[Recorded data]
—————
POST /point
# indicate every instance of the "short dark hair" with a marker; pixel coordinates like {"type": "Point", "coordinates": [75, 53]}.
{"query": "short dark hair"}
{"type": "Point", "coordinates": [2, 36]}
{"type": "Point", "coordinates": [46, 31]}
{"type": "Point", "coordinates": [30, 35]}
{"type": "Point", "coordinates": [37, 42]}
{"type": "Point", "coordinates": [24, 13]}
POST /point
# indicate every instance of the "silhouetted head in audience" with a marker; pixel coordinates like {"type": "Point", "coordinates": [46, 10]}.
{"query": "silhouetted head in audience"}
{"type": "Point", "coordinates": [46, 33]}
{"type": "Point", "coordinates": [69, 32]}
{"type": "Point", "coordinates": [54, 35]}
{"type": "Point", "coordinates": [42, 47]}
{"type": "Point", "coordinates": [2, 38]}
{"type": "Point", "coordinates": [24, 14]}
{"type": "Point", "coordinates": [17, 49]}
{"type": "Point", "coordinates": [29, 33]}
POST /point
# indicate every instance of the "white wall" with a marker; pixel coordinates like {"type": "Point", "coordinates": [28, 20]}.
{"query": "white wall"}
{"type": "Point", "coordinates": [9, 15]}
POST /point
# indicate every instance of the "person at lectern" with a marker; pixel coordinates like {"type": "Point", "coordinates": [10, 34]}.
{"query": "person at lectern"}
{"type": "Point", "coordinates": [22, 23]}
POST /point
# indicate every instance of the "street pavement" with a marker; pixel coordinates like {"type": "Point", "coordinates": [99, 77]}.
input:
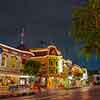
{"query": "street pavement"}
{"type": "Point", "coordinates": [87, 93]}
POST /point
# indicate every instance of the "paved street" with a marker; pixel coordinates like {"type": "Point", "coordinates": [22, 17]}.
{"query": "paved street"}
{"type": "Point", "coordinates": [90, 93]}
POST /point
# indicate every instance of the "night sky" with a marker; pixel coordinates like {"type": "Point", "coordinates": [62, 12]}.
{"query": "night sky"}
{"type": "Point", "coordinates": [48, 20]}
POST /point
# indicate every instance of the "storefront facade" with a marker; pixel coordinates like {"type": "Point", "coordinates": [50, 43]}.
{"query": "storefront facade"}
{"type": "Point", "coordinates": [11, 65]}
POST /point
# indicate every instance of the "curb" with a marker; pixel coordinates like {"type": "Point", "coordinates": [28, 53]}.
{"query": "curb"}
{"type": "Point", "coordinates": [16, 95]}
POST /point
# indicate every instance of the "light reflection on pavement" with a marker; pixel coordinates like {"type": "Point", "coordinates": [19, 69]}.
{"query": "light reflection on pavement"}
{"type": "Point", "coordinates": [90, 93]}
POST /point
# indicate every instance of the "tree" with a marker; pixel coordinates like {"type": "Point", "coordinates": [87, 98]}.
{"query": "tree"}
{"type": "Point", "coordinates": [32, 68]}
{"type": "Point", "coordinates": [85, 27]}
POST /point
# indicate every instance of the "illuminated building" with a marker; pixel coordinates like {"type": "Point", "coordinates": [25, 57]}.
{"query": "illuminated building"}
{"type": "Point", "coordinates": [52, 63]}
{"type": "Point", "coordinates": [11, 65]}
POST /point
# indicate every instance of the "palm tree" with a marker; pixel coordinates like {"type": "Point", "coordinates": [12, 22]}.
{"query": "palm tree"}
{"type": "Point", "coordinates": [86, 27]}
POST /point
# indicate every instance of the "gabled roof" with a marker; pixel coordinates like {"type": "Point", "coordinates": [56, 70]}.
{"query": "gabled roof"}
{"type": "Point", "coordinates": [14, 49]}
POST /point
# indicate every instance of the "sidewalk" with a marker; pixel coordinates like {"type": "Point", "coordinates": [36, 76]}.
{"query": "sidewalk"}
{"type": "Point", "coordinates": [28, 92]}
{"type": "Point", "coordinates": [4, 93]}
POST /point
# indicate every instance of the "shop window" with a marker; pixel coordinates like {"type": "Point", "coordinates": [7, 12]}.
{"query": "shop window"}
{"type": "Point", "coordinates": [3, 60]}
{"type": "Point", "coordinates": [13, 61]}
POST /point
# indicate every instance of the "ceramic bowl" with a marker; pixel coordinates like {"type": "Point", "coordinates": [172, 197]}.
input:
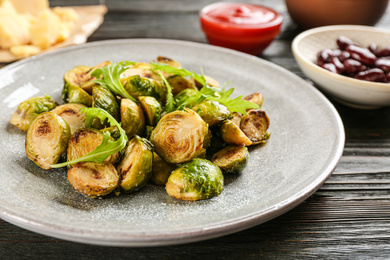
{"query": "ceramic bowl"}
{"type": "Point", "coordinates": [350, 91]}
{"type": "Point", "coordinates": [314, 13]}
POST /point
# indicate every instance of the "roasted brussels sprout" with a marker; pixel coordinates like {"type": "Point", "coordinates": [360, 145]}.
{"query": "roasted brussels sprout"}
{"type": "Point", "coordinates": [47, 138]}
{"type": "Point", "coordinates": [255, 125]}
{"type": "Point", "coordinates": [152, 109]}
{"type": "Point", "coordinates": [212, 112]}
{"type": "Point", "coordinates": [75, 94]}
{"type": "Point", "coordinates": [132, 118]}
{"type": "Point", "coordinates": [231, 159]}
{"type": "Point", "coordinates": [104, 99]}
{"type": "Point", "coordinates": [178, 136]}
{"type": "Point", "coordinates": [179, 83]}
{"type": "Point", "coordinates": [256, 98]}
{"type": "Point", "coordinates": [195, 180]}
{"type": "Point", "coordinates": [93, 179]}
{"type": "Point", "coordinates": [28, 110]}
{"type": "Point", "coordinates": [72, 115]}
{"type": "Point", "coordinates": [160, 170]}
{"type": "Point", "coordinates": [137, 86]}
{"type": "Point", "coordinates": [184, 95]}
{"type": "Point", "coordinates": [232, 134]}
{"type": "Point", "coordinates": [136, 167]}
{"type": "Point", "coordinates": [84, 141]}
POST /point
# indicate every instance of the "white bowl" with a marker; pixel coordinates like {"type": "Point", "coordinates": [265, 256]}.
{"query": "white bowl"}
{"type": "Point", "coordinates": [350, 91]}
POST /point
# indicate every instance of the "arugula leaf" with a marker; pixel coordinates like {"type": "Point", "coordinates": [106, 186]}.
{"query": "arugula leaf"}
{"type": "Point", "coordinates": [234, 105]}
{"type": "Point", "coordinates": [107, 146]}
{"type": "Point", "coordinates": [177, 71]}
{"type": "Point", "coordinates": [170, 103]}
{"type": "Point", "coordinates": [109, 77]}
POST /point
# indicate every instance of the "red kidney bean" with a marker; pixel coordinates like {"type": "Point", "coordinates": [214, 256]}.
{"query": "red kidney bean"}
{"type": "Point", "coordinates": [383, 52]}
{"type": "Point", "coordinates": [372, 48]}
{"type": "Point", "coordinates": [338, 64]}
{"type": "Point", "coordinates": [324, 57]}
{"type": "Point", "coordinates": [383, 64]}
{"type": "Point", "coordinates": [353, 66]}
{"type": "Point", "coordinates": [376, 75]}
{"type": "Point", "coordinates": [343, 42]}
{"type": "Point", "coordinates": [331, 67]}
{"type": "Point", "coordinates": [362, 54]}
{"type": "Point", "coordinates": [343, 56]}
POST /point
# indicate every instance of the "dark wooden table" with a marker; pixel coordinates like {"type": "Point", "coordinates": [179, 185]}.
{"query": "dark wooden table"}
{"type": "Point", "coordinates": [348, 217]}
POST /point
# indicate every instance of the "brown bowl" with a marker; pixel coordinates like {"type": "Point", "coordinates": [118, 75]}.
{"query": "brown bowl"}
{"type": "Point", "coordinates": [314, 13]}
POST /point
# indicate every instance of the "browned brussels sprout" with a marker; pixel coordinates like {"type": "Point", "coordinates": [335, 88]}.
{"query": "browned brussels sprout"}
{"type": "Point", "coordinates": [132, 118]}
{"type": "Point", "coordinates": [28, 110]}
{"type": "Point", "coordinates": [195, 180]}
{"type": "Point", "coordinates": [104, 99]}
{"type": "Point", "coordinates": [136, 167]}
{"type": "Point", "coordinates": [93, 179]}
{"type": "Point", "coordinates": [255, 125]}
{"type": "Point", "coordinates": [231, 159]}
{"type": "Point", "coordinates": [233, 135]}
{"type": "Point", "coordinates": [152, 109]}
{"type": "Point", "coordinates": [179, 83]}
{"type": "Point", "coordinates": [47, 138]}
{"type": "Point", "coordinates": [160, 170]}
{"type": "Point", "coordinates": [212, 112]}
{"type": "Point", "coordinates": [72, 115]}
{"type": "Point", "coordinates": [84, 141]}
{"type": "Point", "coordinates": [178, 136]}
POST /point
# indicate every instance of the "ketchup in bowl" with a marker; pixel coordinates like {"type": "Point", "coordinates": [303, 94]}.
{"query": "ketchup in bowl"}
{"type": "Point", "coordinates": [244, 27]}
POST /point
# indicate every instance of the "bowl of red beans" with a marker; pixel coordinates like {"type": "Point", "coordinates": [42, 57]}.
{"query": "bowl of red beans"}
{"type": "Point", "coordinates": [350, 63]}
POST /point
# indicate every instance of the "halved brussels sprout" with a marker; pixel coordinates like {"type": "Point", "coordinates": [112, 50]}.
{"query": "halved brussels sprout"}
{"type": "Point", "coordinates": [179, 83]}
{"type": "Point", "coordinates": [232, 134]}
{"type": "Point", "coordinates": [255, 125]}
{"type": "Point", "coordinates": [152, 109]}
{"type": "Point", "coordinates": [195, 180]}
{"type": "Point", "coordinates": [93, 179]}
{"type": "Point", "coordinates": [28, 110]}
{"type": "Point", "coordinates": [136, 167]}
{"type": "Point", "coordinates": [75, 94]}
{"type": "Point", "coordinates": [256, 98]}
{"type": "Point", "coordinates": [212, 112]}
{"type": "Point", "coordinates": [178, 136]}
{"type": "Point", "coordinates": [231, 159]}
{"type": "Point", "coordinates": [47, 138]}
{"type": "Point", "coordinates": [184, 95]}
{"type": "Point", "coordinates": [132, 118]}
{"type": "Point", "coordinates": [104, 99]}
{"type": "Point", "coordinates": [84, 141]}
{"type": "Point", "coordinates": [137, 86]}
{"type": "Point", "coordinates": [160, 170]}
{"type": "Point", "coordinates": [72, 115]}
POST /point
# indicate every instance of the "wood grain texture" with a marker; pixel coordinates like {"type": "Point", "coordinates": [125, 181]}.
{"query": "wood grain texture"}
{"type": "Point", "coordinates": [347, 218]}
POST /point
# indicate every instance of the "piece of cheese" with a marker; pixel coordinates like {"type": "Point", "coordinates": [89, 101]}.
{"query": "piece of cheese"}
{"type": "Point", "coordinates": [23, 51]}
{"type": "Point", "coordinates": [45, 31]}
{"type": "Point", "coordinates": [33, 7]}
{"type": "Point", "coordinates": [14, 27]}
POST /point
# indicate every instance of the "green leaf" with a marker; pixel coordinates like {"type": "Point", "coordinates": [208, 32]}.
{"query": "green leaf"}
{"type": "Point", "coordinates": [170, 103]}
{"type": "Point", "coordinates": [108, 146]}
{"type": "Point", "coordinates": [234, 105]}
{"type": "Point", "coordinates": [109, 77]}
{"type": "Point", "coordinates": [177, 71]}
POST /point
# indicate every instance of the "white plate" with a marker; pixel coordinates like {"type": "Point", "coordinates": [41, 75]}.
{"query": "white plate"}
{"type": "Point", "coordinates": [307, 140]}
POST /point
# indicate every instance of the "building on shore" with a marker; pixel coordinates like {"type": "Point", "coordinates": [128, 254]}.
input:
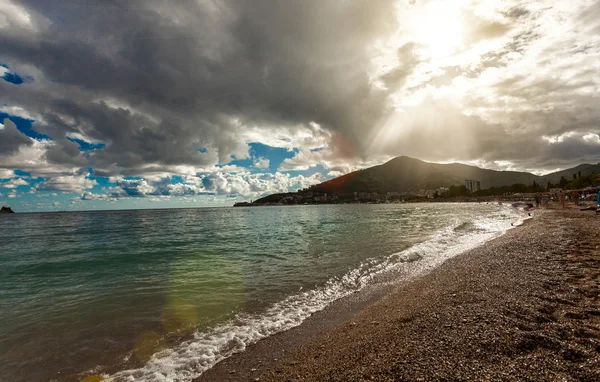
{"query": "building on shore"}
{"type": "Point", "coordinates": [473, 185]}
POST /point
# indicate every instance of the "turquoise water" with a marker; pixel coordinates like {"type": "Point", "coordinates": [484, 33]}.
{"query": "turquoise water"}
{"type": "Point", "coordinates": [158, 294]}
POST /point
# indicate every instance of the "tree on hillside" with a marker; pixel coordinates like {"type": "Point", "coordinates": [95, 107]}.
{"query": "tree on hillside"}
{"type": "Point", "coordinates": [563, 182]}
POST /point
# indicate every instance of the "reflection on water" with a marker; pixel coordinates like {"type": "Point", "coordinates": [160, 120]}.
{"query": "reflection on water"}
{"type": "Point", "coordinates": [97, 292]}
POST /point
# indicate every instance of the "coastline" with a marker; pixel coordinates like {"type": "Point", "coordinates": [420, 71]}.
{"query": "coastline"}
{"type": "Point", "coordinates": [522, 305]}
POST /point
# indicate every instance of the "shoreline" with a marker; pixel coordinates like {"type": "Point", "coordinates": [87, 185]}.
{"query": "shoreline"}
{"type": "Point", "coordinates": [519, 320]}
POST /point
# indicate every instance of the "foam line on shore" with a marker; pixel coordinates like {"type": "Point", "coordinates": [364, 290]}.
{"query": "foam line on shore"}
{"type": "Point", "coordinates": [191, 358]}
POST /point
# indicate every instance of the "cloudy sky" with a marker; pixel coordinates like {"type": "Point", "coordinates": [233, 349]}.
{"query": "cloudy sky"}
{"type": "Point", "coordinates": [158, 103]}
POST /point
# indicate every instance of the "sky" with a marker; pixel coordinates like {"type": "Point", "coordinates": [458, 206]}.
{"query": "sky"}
{"type": "Point", "coordinates": [153, 104]}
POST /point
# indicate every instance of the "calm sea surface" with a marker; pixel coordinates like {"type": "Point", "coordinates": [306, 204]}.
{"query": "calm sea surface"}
{"type": "Point", "coordinates": [162, 295]}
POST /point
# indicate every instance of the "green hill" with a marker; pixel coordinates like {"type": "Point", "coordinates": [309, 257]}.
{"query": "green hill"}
{"type": "Point", "coordinates": [404, 174]}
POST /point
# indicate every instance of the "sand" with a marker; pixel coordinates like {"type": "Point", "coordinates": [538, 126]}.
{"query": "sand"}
{"type": "Point", "coordinates": [524, 306]}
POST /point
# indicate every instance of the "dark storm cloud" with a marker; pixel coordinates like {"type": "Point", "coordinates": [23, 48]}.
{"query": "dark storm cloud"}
{"type": "Point", "coordinates": [12, 139]}
{"type": "Point", "coordinates": [186, 68]}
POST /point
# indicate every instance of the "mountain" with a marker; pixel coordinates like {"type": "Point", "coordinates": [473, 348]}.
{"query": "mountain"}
{"type": "Point", "coordinates": [583, 169]}
{"type": "Point", "coordinates": [405, 174]}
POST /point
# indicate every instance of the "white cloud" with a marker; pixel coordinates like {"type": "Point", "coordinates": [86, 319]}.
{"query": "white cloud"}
{"type": "Point", "coordinates": [70, 183]}
{"type": "Point", "coordinates": [12, 15]}
{"type": "Point", "coordinates": [262, 163]}
{"type": "Point", "coordinates": [14, 183]}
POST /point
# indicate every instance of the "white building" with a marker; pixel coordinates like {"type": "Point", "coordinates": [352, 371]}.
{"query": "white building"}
{"type": "Point", "coordinates": [473, 185]}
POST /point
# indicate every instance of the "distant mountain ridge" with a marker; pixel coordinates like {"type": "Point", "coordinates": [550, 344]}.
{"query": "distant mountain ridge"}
{"type": "Point", "coordinates": [405, 174]}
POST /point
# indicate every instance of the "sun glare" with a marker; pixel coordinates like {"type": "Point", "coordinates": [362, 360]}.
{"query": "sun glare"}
{"type": "Point", "coordinates": [438, 27]}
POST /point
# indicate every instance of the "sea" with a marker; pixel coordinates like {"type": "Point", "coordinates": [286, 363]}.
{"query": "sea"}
{"type": "Point", "coordinates": [163, 295]}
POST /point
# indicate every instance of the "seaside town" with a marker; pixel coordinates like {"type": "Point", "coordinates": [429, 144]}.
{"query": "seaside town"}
{"type": "Point", "coordinates": [470, 192]}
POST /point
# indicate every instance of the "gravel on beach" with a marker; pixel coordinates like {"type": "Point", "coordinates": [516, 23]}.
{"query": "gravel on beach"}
{"type": "Point", "coordinates": [524, 306]}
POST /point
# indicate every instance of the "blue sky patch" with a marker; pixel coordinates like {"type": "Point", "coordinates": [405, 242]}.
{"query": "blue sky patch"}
{"type": "Point", "coordinates": [87, 146]}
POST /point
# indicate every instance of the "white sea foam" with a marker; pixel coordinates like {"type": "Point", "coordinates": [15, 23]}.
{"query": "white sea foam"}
{"type": "Point", "coordinates": [191, 358]}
—————
Collect every line of the records above that contains the string "ceramic", and copy each one in full.

#### Solution for this task
# indicate every instance of the "ceramic bowl" with a marker; pixel coordinates like {"type": "Point", "coordinates": [172, 197]}.
{"query": "ceramic bowl"}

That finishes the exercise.